#### Task brief:
Restate each entry word for word, leaving nothing out.

#### Dataset extract:
§ §

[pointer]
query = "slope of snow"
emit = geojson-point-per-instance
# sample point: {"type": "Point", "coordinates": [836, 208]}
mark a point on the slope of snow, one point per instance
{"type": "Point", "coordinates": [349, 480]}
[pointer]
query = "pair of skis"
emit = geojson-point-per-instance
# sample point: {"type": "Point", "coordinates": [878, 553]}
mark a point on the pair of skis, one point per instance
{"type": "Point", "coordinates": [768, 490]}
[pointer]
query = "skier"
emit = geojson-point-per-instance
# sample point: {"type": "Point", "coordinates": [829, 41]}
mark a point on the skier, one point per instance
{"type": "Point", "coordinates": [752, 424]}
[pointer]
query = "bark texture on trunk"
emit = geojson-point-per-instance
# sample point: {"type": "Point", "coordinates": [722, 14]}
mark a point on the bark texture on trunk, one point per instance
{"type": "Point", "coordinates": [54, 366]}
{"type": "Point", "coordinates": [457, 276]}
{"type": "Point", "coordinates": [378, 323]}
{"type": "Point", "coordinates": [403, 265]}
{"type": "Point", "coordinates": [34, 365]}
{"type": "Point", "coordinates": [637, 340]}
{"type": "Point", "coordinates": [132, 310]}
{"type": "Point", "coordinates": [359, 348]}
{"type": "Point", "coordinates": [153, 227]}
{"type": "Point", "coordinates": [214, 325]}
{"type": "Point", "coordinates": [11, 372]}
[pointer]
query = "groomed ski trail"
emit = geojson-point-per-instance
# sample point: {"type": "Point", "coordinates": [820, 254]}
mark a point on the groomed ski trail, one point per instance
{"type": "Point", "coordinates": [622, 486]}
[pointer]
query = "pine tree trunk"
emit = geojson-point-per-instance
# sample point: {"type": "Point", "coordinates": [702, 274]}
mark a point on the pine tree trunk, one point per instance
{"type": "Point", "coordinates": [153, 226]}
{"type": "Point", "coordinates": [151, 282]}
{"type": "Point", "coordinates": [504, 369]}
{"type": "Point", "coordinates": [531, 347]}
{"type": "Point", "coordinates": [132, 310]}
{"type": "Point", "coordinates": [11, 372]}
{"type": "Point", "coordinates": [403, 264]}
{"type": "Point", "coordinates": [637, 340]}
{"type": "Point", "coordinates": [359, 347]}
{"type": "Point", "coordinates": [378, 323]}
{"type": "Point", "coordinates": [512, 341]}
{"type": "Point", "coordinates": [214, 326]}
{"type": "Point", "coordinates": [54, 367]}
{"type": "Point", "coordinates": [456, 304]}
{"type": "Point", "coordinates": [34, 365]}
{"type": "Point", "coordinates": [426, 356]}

§ §

#### Answer to the task:
[pointer]
query = "slope of snow"
emit = geojson-point-per-instance
# sample point: {"type": "Point", "coordinates": [836, 208]}
mark a point on the slope of snow, one point per instance
{"type": "Point", "coordinates": [349, 480]}
[pointer]
query = "pair of skis"
emit = geojson-point-per-instance
# sample point: {"type": "Point", "coordinates": [878, 553]}
mark a point on the pair of skis, one point per instance
{"type": "Point", "coordinates": [768, 490]}
[pointer]
query = "skier"
emit = geojson-point-per-instance
# sample point: {"type": "Point", "coordinates": [829, 41]}
mark a point on the skier, one point per instance
{"type": "Point", "coordinates": [752, 424]}
[pointer]
query = "bark texture on trunk"
emit = geojson-point-per-instance
# sample point: {"type": "Point", "coordinates": [722, 14]}
mark a point on the bark texture on trunk, one point per instance
{"type": "Point", "coordinates": [54, 366]}
{"type": "Point", "coordinates": [457, 276]}
{"type": "Point", "coordinates": [378, 323]}
{"type": "Point", "coordinates": [403, 265]}
{"type": "Point", "coordinates": [34, 365]}
{"type": "Point", "coordinates": [637, 340]}
{"type": "Point", "coordinates": [132, 310]}
{"type": "Point", "coordinates": [359, 348]}
{"type": "Point", "coordinates": [153, 227]}
{"type": "Point", "coordinates": [214, 325]}
{"type": "Point", "coordinates": [11, 372]}
[pointer]
query = "groomed ski trail"
emit = geojson-point-per-instance
# sample point: {"type": "Point", "coordinates": [820, 254]}
mark a point on the groomed ski trail, one point per instance
{"type": "Point", "coordinates": [622, 486]}
[pointer]
query = "pine tree trunk"
emit = geojson-point-per-instance
# sample point: {"type": "Point", "coordinates": [702, 274]}
mark a point on the pine tree trunk, one point per instance
{"type": "Point", "coordinates": [153, 226]}
{"type": "Point", "coordinates": [151, 282]}
{"type": "Point", "coordinates": [504, 369]}
{"type": "Point", "coordinates": [531, 347]}
{"type": "Point", "coordinates": [132, 310]}
{"type": "Point", "coordinates": [11, 372]}
{"type": "Point", "coordinates": [403, 264]}
{"type": "Point", "coordinates": [637, 340]}
{"type": "Point", "coordinates": [359, 347]}
{"type": "Point", "coordinates": [378, 323]}
{"type": "Point", "coordinates": [512, 341]}
{"type": "Point", "coordinates": [214, 326]}
{"type": "Point", "coordinates": [54, 367]}
{"type": "Point", "coordinates": [456, 304]}
{"type": "Point", "coordinates": [34, 365]}
{"type": "Point", "coordinates": [426, 356]}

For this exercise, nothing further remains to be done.